Render the records below as a Markdown table with the columns Row and Line, giving each line a row number. Include only the lines from the one containing "Expected behaviour: for every instance of the green shrub" through the end of the records, both ends included, and omit any blank lines.
-------- Exercise inputs --------
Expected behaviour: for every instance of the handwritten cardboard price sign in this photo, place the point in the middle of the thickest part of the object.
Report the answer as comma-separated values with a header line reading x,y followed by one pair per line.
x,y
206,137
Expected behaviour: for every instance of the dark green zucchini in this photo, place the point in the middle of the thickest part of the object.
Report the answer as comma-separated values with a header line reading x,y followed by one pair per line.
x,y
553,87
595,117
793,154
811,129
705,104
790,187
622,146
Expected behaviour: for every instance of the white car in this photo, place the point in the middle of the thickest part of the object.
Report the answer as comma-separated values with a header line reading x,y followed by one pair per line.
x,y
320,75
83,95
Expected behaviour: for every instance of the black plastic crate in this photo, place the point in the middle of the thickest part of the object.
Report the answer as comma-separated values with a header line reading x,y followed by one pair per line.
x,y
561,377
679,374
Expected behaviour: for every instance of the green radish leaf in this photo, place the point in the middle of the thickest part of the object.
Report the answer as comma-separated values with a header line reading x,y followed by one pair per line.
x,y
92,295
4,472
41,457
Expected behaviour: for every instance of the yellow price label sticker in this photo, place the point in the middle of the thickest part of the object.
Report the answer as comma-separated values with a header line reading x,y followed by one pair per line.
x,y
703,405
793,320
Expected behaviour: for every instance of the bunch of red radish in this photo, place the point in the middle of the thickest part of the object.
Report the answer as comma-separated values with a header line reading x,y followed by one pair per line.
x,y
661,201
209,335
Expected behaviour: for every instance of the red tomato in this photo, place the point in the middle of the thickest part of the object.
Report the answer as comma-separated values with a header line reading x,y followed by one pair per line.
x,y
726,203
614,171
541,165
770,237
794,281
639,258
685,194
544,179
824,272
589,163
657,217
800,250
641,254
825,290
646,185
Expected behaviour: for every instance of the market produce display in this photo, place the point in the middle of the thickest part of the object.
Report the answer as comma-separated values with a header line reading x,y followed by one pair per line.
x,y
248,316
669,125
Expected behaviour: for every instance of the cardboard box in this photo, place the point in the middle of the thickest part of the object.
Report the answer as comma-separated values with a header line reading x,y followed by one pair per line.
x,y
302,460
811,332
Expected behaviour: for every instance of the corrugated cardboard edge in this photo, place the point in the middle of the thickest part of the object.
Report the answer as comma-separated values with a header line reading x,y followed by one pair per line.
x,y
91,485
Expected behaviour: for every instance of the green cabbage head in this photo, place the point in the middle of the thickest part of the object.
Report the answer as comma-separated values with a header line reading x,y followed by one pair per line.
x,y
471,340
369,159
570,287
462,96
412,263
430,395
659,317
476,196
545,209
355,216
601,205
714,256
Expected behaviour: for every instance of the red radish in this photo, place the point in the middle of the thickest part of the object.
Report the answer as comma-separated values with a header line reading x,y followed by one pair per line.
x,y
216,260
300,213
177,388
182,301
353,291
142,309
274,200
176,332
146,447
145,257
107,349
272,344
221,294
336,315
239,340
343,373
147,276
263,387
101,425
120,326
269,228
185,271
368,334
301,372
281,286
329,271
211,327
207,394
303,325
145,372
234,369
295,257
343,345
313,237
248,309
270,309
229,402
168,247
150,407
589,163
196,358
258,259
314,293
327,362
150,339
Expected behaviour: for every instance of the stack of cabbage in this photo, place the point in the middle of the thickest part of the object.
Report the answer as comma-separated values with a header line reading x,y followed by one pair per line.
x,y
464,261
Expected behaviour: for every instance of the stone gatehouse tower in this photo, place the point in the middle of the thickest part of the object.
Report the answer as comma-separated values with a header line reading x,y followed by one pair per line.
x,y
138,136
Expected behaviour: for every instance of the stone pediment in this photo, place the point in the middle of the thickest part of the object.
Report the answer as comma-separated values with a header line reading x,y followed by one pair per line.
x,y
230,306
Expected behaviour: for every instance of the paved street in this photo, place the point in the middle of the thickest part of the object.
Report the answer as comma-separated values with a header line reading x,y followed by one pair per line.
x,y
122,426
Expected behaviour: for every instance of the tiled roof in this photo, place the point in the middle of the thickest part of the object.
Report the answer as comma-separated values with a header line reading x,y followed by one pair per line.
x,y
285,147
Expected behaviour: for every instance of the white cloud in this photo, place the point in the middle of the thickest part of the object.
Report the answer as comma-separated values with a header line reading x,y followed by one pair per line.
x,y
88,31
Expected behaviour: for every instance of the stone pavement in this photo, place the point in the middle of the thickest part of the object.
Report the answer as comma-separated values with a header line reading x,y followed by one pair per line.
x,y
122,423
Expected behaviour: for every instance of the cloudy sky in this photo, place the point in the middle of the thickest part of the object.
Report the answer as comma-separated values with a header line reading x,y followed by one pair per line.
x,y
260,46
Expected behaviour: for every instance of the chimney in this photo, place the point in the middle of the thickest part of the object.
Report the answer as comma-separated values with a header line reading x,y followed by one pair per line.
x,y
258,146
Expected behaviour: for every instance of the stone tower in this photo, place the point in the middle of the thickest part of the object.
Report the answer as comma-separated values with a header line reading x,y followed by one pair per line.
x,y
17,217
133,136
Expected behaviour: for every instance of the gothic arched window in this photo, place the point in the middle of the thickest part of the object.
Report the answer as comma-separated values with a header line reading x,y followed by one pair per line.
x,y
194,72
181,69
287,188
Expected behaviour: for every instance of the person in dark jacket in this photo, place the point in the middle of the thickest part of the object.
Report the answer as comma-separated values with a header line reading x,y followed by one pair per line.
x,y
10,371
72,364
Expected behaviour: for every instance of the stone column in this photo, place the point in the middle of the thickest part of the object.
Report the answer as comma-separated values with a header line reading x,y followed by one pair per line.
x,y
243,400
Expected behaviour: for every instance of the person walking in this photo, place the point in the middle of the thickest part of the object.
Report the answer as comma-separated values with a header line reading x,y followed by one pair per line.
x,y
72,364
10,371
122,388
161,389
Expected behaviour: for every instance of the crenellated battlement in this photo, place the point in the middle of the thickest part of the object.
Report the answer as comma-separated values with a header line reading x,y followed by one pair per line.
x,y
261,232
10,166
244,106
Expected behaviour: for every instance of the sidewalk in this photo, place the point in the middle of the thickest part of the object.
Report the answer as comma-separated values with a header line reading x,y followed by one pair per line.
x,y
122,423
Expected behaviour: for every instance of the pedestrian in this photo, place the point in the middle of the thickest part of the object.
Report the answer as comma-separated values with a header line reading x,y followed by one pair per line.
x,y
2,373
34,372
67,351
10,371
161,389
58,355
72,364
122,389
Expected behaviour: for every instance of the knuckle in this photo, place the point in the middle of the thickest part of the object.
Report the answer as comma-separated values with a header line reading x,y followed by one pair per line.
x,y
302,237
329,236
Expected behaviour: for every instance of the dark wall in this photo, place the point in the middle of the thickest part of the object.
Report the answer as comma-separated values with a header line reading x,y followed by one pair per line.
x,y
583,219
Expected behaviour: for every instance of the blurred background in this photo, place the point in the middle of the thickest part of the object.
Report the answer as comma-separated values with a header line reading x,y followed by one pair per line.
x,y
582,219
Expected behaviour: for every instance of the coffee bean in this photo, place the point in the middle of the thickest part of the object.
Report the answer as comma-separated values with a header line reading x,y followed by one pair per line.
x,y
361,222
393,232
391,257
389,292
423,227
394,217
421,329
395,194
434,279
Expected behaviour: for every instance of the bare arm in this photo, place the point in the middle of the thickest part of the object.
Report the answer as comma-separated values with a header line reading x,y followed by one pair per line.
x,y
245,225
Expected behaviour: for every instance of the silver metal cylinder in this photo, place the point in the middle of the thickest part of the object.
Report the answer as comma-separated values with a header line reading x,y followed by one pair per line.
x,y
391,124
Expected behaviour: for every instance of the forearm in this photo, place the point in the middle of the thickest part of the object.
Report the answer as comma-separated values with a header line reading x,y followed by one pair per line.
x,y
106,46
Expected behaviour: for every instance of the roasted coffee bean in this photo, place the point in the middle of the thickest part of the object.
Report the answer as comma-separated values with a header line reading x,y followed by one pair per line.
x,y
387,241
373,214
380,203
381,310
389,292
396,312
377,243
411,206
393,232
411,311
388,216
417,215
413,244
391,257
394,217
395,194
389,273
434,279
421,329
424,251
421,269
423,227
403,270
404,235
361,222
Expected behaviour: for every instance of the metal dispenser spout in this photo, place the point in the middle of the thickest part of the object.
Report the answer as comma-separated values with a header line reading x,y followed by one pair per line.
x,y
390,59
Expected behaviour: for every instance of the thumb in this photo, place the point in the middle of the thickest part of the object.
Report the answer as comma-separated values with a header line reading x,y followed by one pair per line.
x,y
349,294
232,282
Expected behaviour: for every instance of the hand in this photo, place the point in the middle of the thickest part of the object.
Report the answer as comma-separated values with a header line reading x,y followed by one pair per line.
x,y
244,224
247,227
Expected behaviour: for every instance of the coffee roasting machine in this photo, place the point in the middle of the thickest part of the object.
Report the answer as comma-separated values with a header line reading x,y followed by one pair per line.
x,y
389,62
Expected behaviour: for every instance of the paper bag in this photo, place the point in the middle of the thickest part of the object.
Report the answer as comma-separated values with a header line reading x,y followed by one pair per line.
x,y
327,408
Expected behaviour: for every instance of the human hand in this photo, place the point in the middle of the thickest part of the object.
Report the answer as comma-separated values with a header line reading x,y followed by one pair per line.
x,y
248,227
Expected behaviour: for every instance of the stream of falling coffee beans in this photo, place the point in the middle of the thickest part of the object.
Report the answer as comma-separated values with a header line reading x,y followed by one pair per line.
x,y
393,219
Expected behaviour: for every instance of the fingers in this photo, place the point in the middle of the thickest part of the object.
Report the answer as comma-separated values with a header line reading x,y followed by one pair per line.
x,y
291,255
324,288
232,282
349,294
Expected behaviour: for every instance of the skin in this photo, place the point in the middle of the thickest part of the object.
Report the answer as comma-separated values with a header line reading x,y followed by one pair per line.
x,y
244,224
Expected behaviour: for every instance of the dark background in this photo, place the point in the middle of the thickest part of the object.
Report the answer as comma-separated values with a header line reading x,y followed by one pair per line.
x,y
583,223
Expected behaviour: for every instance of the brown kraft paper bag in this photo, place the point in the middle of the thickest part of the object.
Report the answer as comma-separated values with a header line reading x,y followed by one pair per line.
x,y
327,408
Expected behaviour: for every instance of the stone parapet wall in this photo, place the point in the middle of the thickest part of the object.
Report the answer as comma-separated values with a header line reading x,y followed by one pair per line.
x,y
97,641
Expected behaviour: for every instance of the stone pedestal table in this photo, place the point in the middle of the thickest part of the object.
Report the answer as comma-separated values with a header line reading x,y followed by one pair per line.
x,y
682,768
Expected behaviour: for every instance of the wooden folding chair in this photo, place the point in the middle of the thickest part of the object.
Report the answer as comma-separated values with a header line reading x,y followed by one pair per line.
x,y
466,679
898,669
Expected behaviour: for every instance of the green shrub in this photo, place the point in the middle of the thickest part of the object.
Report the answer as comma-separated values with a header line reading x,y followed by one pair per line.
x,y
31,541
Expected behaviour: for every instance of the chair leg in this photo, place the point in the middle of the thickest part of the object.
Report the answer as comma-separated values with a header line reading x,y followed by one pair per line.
--------
Answer to the exercise ->
| Row | Line |
|---|---|
| 1 | Expected behaviour: for every instance of the green shrub in this photo, place the point in the middle of the thickest part of the object. |
| 2 | Report the answer as comma-separated values with a header line reading x,y followed by one pair per line. |
| 3 | x,y |
| 4 | 31,541 |
| 5 | Expected behaviour: for every instance of the chair leg in this photo, place the point in the middle of the thickest part of the object. |
| 6 | Report the answer as comma-separated values with a header line reading x,y followed by one pair per line. |